--- start of Data for this exercise ---
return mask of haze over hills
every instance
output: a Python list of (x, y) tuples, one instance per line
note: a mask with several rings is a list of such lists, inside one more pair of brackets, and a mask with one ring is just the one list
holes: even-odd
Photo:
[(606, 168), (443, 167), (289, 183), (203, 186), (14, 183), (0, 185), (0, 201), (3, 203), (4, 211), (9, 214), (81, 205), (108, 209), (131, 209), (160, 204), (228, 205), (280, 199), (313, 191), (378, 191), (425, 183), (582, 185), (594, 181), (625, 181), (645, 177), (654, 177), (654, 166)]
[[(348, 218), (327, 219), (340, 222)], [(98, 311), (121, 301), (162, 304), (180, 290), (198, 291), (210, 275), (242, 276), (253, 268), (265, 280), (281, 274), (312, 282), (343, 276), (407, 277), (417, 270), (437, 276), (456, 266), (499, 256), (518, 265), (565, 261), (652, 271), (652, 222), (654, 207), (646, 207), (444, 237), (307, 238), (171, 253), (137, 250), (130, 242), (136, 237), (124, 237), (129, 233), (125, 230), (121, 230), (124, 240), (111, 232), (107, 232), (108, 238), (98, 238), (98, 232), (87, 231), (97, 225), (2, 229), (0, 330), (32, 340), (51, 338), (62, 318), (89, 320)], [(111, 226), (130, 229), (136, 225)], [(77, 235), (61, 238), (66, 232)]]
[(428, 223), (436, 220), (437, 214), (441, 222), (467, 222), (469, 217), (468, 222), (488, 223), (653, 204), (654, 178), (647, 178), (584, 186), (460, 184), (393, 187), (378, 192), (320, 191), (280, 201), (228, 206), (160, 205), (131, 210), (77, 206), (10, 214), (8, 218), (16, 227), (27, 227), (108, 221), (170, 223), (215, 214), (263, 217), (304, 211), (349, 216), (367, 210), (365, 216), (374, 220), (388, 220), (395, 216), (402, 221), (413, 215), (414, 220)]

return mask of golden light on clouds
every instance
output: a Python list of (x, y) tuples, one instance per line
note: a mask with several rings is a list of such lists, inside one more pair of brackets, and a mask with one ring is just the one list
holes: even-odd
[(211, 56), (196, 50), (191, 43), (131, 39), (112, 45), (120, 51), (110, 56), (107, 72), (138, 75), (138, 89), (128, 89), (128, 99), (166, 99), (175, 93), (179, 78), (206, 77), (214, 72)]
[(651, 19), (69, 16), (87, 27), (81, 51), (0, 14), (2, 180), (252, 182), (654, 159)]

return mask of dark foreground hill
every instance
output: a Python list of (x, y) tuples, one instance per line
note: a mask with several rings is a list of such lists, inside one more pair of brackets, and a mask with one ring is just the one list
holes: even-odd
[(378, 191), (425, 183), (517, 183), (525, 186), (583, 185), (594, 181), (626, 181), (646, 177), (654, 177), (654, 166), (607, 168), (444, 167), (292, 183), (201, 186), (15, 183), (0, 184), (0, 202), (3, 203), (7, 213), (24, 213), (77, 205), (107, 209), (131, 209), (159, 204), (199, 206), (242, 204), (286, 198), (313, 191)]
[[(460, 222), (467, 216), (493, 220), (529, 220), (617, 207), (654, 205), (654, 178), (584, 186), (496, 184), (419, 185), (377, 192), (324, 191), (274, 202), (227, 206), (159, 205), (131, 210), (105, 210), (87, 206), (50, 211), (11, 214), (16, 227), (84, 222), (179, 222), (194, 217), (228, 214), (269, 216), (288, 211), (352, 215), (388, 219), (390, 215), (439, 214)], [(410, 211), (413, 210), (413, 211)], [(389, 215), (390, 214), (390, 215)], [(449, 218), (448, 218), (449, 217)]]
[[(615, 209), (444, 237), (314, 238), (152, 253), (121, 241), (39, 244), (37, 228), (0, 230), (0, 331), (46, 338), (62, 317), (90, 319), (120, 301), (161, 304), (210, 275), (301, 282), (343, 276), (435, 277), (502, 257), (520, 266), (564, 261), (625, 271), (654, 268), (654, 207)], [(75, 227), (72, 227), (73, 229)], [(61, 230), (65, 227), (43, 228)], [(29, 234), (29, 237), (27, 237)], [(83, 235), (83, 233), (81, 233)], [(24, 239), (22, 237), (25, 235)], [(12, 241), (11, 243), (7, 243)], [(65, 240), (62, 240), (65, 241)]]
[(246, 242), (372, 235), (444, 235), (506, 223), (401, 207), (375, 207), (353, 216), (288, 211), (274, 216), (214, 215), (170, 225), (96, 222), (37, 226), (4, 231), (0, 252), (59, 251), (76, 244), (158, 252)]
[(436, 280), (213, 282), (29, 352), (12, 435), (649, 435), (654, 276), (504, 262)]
--- end of Data for this exercise ---
Given instruction>
Lay out every line of the rows above as a Markdown table with the columns Line and Content, numbering each line and leaving out blank lines.

The reply>
| Line | Content |
|---|---|
| 1 | return mask of haze over hills |
| 2 | every instance |
| 3 | output: a Python list of (x, y) tuples, one instance per line |
| 4 | note: a mask with several rings is a list of such lists, inside one more pair of brackets, and a mask with one ring is just the one list |
| 5 | holes: even-odd |
| 6 | Photo: |
| 7 | [(606, 168), (443, 167), (289, 183), (203, 186), (14, 183), (0, 185), (0, 201), (3, 203), (4, 211), (9, 214), (81, 205), (108, 209), (131, 209), (160, 204), (228, 205), (280, 199), (313, 191), (378, 191), (425, 183), (582, 185), (594, 181), (625, 181), (645, 177), (654, 177), (654, 166)] |
| 8 | [[(348, 218), (327, 219), (340, 222)], [(98, 311), (121, 301), (162, 304), (180, 290), (198, 291), (210, 275), (242, 276), (253, 268), (265, 280), (281, 274), (312, 282), (343, 276), (407, 277), (417, 270), (437, 276), (456, 266), (499, 256), (518, 265), (565, 261), (652, 271), (652, 222), (654, 207), (646, 207), (444, 237), (307, 238), (171, 253), (137, 250), (130, 242), (136, 237), (124, 237), (129, 233), (125, 230), (121, 230), (124, 240), (111, 232), (107, 232), (108, 238), (98, 238), (98, 232), (87, 231), (97, 225), (2, 229), (0, 330), (32, 340), (51, 338), (62, 318), (89, 320)], [(111, 226), (130, 229), (136, 225)], [(77, 235), (61, 238), (66, 232)]] |
| 9 | [(428, 223), (436, 220), (437, 214), (441, 222), (467, 222), (469, 217), (468, 222), (488, 223), (653, 204), (654, 178), (647, 178), (584, 186), (460, 184), (393, 187), (378, 192), (320, 191), (280, 201), (228, 206), (160, 205), (131, 210), (77, 206), (10, 214), (8, 218), (16, 227), (27, 227), (108, 221), (170, 223), (215, 214), (263, 217), (304, 211), (349, 216), (367, 210), (365, 216), (374, 220), (388, 220), (395, 216), (402, 221), (413, 215), (414, 220)] |
| 10 | return mask of golden light on clouds |
| 11 | every instance |
| 12 | output: a Python list of (x, y) tuples, one instance per line |
| 13 | note: a mask with several rings is a list of such lists, inside one more pair of brackets, and a mask with one ring is just the one list |
| 14 | holes: even-odd |
| 15 | [(211, 56), (196, 50), (191, 43), (131, 39), (112, 45), (120, 51), (110, 56), (107, 72), (138, 75), (138, 89), (128, 89), (128, 99), (166, 99), (175, 93), (179, 78), (206, 77), (214, 72)] |
| 16 | [(651, 19), (69, 16), (87, 27), (81, 51), (0, 14), (2, 180), (252, 182), (654, 159)] |
| 17 | return mask of dark foreground hill |
| 18 | every instance |
| 19 | output: a Python list of (x, y) tuples, one instance per line |
| 20 | note: a mask with several rings is a list of such lists, inside one more pair of brackets, and a mask with one ring is just the one list |
| 21 | holes: even-odd |
| 22 | [(378, 191), (425, 183), (517, 183), (525, 186), (583, 185), (594, 181), (626, 181), (646, 177), (654, 177), (654, 166), (607, 168), (444, 167), (292, 183), (201, 186), (15, 183), (0, 184), (0, 202), (3, 203), (7, 213), (24, 213), (77, 205), (107, 209), (131, 209), (159, 204), (199, 206), (242, 204), (286, 198), (313, 191)] |
| 23 | [[(460, 222), (467, 216), (493, 220), (529, 220), (617, 207), (654, 205), (654, 178), (584, 186), (496, 184), (419, 185), (377, 192), (324, 191), (274, 202), (227, 206), (159, 205), (131, 210), (105, 210), (87, 206), (50, 211), (11, 214), (16, 227), (84, 222), (179, 222), (194, 217), (228, 214), (269, 216), (288, 211), (352, 215), (388, 219), (390, 215), (439, 214)], [(410, 211), (413, 210), (413, 211)], [(389, 215), (390, 214), (390, 215)], [(449, 218), (448, 218), (449, 217)]] |
| 24 | [[(615, 209), (444, 237), (314, 238), (152, 253), (121, 241), (39, 244), (37, 228), (0, 230), (0, 331), (46, 338), (62, 317), (90, 319), (120, 301), (161, 304), (210, 275), (301, 282), (343, 276), (435, 277), (502, 257), (520, 266), (564, 261), (625, 271), (654, 268), (654, 207)], [(75, 227), (72, 227), (73, 229)], [(61, 230), (65, 227), (43, 228)], [(29, 234), (29, 237), (27, 237)], [(83, 235), (83, 233), (81, 233)], [(24, 239), (22, 237), (25, 235)], [(12, 241), (11, 243), (7, 243)], [(65, 240), (62, 240), (65, 241)]] |
| 25 | [(246, 242), (372, 235), (444, 235), (506, 223), (401, 207), (375, 207), (353, 216), (288, 211), (274, 216), (214, 215), (170, 225), (96, 222), (37, 226), (4, 231), (0, 252), (59, 251), (76, 244), (158, 252)] |
| 26 | [(436, 280), (213, 282), (29, 352), (12, 435), (649, 435), (654, 276), (504, 262)] |